● **Written task**:
Render the lines below as a numbered list, omitting any blank lines.
• • • • •
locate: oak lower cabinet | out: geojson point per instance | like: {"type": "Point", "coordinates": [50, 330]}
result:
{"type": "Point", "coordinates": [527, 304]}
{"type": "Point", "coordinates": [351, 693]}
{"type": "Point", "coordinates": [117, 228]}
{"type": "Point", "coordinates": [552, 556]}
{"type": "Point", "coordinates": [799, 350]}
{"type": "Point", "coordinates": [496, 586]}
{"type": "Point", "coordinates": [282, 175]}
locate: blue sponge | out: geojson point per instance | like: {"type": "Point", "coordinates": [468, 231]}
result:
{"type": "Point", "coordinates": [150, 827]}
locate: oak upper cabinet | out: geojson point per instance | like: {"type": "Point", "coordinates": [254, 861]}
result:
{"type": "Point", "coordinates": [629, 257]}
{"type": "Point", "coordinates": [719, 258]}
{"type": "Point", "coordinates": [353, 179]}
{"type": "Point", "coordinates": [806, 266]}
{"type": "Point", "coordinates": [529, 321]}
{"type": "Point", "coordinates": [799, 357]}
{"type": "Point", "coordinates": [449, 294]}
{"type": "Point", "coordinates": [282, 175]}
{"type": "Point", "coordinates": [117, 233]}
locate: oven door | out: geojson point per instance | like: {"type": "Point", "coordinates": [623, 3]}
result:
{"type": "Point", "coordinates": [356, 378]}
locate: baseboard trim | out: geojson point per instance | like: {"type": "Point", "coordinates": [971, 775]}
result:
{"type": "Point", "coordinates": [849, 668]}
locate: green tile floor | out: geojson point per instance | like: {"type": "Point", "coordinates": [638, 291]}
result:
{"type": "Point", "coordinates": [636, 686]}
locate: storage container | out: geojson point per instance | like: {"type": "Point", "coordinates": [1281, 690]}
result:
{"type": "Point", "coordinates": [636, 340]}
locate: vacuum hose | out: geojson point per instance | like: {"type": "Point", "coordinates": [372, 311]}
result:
• • • • •
● **Worked answer**:
1. locate: oak lower cabinet | out: geojson point per instance | like: {"type": "Point", "coordinates": [50, 330]}
2. result:
3. {"type": "Point", "coordinates": [527, 304]}
4. {"type": "Point", "coordinates": [351, 693]}
5. {"type": "Point", "coordinates": [117, 228]}
6. {"type": "Point", "coordinates": [552, 556]}
7. {"type": "Point", "coordinates": [799, 350]}
8. {"type": "Point", "coordinates": [496, 586]}
9. {"type": "Point", "coordinates": [282, 175]}
10. locate: blue sponge | out: geojson point per instance | like: {"type": "Point", "coordinates": [468, 231]}
11. result:
12. {"type": "Point", "coordinates": [150, 827]}
13. locate: oak upper cabinet | out: geojson point per instance | like: {"type": "Point", "coordinates": [254, 861]}
14. result:
15. {"type": "Point", "coordinates": [629, 257]}
16. {"type": "Point", "coordinates": [719, 258]}
17. {"type": "Point", "coordinates": [353, 179]}
18. {"type": "Point", "coordinates": [806, 266]}
19. {"type": "Point", "coordinates": [529, 321]}
20. {"type": "Point", "coordinates": [799, 357]}
21. {"type": "Point", "coordinates": [449, 294]}
22. {"type": "Point", "coordinates": [282, 175]}
23. {"type": "Point", "coordinates": [117, 233]}
24. locate: oven door | out: geojson point per instance | like: {"type": "Point", "coordinates": [623, 3]}
25. result:
26. {"type": "Point", "coordinates": [356, 378]}
27. locate: baseboard trim | out: geojson point per instance | like: {"type": "Point", "coordinates": [971, 775]}
28. result:
29. {"type": "Point", "coordinates": [849, 668]}
30. locate: green tile floor | out: geojson point per instance | like: {"type": "Point", "coordinates": [638, 291]}
31. result:
32. {"type": "Point", "coordinates": [636, 686]}
33. locate: storage container | out: geojson point per instance | like: {"type": "Point", "coordinates": [1281, 690]}
34. result:
35. {"type": "Point", "coordinates": [636, 340]}
36. locate: vacuum hose | out: geojson point per instance | like: {"type": "Point", "coordinates": [372, 311]}
37. result:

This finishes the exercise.